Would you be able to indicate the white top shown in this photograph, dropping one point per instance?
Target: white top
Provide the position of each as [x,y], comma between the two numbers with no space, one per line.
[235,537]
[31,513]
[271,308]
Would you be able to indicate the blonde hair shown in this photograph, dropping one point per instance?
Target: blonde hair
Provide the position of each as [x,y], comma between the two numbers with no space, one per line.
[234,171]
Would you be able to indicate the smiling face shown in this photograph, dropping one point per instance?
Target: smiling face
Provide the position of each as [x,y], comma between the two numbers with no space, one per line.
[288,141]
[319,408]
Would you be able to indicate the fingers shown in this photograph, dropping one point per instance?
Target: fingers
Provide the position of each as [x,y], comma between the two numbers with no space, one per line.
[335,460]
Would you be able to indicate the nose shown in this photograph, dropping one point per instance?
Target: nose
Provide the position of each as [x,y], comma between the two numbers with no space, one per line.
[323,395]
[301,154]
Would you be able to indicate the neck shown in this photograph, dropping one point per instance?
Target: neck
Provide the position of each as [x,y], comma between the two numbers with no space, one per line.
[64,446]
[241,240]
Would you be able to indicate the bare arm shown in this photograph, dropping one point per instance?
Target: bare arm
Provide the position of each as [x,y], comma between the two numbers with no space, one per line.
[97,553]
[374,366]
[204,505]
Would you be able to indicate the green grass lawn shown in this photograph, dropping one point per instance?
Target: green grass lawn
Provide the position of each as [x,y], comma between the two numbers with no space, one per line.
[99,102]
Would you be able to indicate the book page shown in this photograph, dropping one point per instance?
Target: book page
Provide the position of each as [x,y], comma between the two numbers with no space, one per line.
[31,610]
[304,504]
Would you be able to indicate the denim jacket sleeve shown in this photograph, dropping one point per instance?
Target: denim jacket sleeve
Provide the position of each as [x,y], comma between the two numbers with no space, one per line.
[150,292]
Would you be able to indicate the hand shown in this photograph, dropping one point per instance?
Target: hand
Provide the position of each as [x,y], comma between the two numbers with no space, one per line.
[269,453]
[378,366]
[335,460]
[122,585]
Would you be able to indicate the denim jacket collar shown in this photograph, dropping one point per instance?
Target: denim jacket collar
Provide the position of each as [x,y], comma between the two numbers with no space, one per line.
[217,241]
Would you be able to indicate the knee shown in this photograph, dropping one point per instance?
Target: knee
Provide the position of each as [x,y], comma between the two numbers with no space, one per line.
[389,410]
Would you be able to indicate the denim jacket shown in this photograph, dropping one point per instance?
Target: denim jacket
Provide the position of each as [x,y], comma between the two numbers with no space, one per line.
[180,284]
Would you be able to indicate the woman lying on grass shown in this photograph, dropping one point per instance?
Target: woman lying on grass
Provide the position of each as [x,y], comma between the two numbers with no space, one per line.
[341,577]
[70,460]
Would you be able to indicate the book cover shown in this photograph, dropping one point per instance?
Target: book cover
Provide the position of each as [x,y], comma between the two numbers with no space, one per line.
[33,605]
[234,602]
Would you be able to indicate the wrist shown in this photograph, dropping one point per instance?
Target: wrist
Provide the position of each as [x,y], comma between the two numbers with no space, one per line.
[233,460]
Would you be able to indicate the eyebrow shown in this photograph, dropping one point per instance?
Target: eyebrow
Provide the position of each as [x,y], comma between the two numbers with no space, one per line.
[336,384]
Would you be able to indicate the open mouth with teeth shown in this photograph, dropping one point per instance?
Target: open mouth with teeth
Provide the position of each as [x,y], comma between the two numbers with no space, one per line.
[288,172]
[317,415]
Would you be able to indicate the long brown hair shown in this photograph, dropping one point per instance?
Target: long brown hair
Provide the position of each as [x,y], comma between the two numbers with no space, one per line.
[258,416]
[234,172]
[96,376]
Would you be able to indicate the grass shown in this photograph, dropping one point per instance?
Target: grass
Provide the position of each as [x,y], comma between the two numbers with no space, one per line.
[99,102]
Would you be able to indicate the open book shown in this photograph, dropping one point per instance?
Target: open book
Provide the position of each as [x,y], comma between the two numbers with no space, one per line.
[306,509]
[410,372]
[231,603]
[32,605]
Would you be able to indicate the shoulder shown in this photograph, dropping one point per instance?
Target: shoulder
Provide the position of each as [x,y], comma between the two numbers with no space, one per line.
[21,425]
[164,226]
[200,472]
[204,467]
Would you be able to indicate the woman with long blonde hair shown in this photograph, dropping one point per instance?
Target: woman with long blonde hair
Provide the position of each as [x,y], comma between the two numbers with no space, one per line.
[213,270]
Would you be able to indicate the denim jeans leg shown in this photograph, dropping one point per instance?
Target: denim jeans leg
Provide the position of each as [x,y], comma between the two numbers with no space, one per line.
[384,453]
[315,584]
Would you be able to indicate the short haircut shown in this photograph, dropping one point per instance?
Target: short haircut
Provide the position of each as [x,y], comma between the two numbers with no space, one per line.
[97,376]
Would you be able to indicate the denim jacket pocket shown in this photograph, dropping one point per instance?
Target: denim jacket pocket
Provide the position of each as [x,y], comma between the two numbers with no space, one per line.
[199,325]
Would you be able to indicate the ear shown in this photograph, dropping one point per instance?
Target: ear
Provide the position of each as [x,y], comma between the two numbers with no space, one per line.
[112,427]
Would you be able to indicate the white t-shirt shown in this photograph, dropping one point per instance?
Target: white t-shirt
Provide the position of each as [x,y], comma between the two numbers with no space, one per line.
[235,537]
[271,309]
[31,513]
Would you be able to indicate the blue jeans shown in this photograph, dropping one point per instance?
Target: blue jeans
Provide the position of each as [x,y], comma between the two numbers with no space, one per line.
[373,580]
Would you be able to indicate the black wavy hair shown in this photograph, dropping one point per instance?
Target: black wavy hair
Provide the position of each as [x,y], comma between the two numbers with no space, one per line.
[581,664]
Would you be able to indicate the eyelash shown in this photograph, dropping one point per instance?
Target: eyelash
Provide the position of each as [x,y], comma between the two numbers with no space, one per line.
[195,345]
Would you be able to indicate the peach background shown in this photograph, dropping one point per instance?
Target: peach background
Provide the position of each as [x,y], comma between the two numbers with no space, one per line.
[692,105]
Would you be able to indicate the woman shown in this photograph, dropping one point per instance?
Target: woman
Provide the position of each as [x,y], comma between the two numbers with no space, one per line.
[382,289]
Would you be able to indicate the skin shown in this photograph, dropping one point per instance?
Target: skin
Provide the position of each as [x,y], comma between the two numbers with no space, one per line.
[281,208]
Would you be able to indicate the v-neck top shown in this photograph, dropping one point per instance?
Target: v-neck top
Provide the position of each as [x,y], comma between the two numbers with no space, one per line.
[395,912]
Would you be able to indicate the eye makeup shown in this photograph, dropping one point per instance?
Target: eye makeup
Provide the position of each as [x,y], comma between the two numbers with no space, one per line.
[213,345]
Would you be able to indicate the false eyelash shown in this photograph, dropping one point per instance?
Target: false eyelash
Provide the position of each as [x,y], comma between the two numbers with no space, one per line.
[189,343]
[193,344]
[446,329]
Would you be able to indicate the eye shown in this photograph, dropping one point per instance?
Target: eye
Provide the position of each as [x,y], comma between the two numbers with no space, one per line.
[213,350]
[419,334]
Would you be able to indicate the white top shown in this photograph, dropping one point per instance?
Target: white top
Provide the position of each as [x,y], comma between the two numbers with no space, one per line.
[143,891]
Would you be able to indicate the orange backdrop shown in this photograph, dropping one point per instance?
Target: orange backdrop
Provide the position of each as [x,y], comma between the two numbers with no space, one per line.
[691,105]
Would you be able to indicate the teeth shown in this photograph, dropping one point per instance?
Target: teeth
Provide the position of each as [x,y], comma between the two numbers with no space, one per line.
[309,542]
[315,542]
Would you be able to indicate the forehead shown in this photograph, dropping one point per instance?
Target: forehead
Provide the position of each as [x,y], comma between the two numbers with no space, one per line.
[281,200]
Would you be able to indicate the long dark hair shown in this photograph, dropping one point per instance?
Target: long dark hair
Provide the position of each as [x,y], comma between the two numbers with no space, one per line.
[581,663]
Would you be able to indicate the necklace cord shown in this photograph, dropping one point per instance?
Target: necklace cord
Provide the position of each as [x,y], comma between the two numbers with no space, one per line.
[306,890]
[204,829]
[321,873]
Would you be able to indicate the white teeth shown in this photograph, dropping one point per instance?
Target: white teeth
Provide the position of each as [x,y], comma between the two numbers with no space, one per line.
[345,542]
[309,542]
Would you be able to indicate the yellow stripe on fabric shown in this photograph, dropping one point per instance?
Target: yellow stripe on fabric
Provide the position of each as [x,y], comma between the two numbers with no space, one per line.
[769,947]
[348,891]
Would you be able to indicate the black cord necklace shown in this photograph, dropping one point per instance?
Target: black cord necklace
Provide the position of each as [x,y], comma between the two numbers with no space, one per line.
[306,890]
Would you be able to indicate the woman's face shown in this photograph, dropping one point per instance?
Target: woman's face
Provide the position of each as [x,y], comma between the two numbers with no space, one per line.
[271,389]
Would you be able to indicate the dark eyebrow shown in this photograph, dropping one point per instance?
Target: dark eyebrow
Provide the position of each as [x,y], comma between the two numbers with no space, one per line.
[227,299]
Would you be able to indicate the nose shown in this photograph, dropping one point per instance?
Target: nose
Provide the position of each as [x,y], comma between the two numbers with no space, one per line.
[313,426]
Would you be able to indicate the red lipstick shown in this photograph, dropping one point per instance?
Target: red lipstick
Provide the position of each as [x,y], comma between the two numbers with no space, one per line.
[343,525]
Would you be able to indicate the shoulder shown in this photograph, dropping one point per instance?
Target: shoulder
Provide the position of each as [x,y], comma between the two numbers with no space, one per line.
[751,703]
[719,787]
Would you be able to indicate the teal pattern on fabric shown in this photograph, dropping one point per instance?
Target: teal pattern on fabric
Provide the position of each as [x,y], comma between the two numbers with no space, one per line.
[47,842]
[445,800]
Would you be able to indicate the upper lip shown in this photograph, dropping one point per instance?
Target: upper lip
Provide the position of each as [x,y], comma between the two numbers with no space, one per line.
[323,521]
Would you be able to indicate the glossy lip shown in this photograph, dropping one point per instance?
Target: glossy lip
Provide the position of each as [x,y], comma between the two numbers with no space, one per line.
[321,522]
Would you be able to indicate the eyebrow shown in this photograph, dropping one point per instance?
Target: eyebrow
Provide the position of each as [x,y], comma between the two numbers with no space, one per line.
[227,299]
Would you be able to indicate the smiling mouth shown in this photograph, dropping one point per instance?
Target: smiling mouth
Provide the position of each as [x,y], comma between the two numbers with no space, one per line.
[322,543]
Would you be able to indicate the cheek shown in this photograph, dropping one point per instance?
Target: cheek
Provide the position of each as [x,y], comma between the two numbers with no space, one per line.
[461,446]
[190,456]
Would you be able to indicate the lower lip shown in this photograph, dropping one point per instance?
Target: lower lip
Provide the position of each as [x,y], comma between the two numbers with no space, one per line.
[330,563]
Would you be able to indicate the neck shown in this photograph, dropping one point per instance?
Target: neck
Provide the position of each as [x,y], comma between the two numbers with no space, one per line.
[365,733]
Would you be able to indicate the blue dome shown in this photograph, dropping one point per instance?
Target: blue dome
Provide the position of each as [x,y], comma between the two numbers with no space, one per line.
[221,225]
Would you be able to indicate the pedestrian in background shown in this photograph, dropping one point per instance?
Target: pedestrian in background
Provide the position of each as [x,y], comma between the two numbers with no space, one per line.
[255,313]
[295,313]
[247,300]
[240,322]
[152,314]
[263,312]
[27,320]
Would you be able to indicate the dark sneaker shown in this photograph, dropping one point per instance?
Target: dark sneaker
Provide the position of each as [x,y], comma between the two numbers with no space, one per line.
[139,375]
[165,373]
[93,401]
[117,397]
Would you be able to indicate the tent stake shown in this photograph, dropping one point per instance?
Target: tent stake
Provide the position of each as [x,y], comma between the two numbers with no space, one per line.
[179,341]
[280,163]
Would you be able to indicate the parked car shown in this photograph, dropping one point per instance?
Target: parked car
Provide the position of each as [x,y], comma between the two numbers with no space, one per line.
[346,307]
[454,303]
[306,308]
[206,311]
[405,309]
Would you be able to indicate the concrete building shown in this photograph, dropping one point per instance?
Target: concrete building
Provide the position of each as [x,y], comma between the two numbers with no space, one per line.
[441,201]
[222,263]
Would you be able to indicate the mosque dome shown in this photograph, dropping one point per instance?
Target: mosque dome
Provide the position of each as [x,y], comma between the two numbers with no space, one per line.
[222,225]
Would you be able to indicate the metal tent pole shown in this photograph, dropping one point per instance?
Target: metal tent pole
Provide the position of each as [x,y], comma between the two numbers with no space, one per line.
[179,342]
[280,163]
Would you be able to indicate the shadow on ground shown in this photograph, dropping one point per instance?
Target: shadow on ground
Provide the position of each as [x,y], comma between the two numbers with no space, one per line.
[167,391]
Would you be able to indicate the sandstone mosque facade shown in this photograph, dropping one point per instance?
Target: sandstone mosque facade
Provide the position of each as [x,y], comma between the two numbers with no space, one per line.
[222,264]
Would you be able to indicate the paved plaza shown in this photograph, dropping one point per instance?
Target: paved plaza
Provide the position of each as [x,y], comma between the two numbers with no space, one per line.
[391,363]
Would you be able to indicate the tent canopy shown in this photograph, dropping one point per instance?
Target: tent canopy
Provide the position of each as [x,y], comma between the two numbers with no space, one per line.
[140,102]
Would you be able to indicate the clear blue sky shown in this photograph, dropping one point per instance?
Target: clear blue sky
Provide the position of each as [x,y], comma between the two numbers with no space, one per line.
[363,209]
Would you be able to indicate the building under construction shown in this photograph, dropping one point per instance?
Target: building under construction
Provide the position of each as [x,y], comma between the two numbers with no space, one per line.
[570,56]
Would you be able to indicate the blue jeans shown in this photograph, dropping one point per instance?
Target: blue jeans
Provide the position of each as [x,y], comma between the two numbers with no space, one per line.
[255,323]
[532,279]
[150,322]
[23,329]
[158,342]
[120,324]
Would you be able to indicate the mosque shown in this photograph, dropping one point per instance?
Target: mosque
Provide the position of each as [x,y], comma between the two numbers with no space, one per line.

What to produce
Will you return exactly the lines above from the one with "Target: black wavy hair" down to the one with "Target: eyelash", counting both as part of the range?

Task result
Target: black wavy hair
Provide the position of each as [x,y], comma between the two numbers with no space, one per line.
[581,664]
Would you be able to indicate the eyelash shown in this photograph, dropping one point per instance?
Target: eyelash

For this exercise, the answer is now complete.